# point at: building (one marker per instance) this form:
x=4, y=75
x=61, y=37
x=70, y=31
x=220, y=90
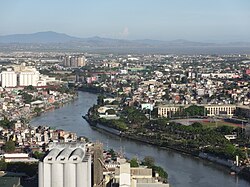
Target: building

----------

▸ TASK INSTRUCTIONS
Convert every line of the items above into a Markdown table with the columns "No." and "Text". Number each row, skip blank lines, and omit the pictures.

▸ RESULT FOR THIS EXERCISE
| No. | Text |
|---|---|
| 1 | # point at: building (one marker per instance) this form: |
| 2 | x=4, y=75 |
| 3 | x=61, y=37 |
| 4 | x=70, y=31 |
| 5 | x=220, y=90 |
| 6 | Target: building |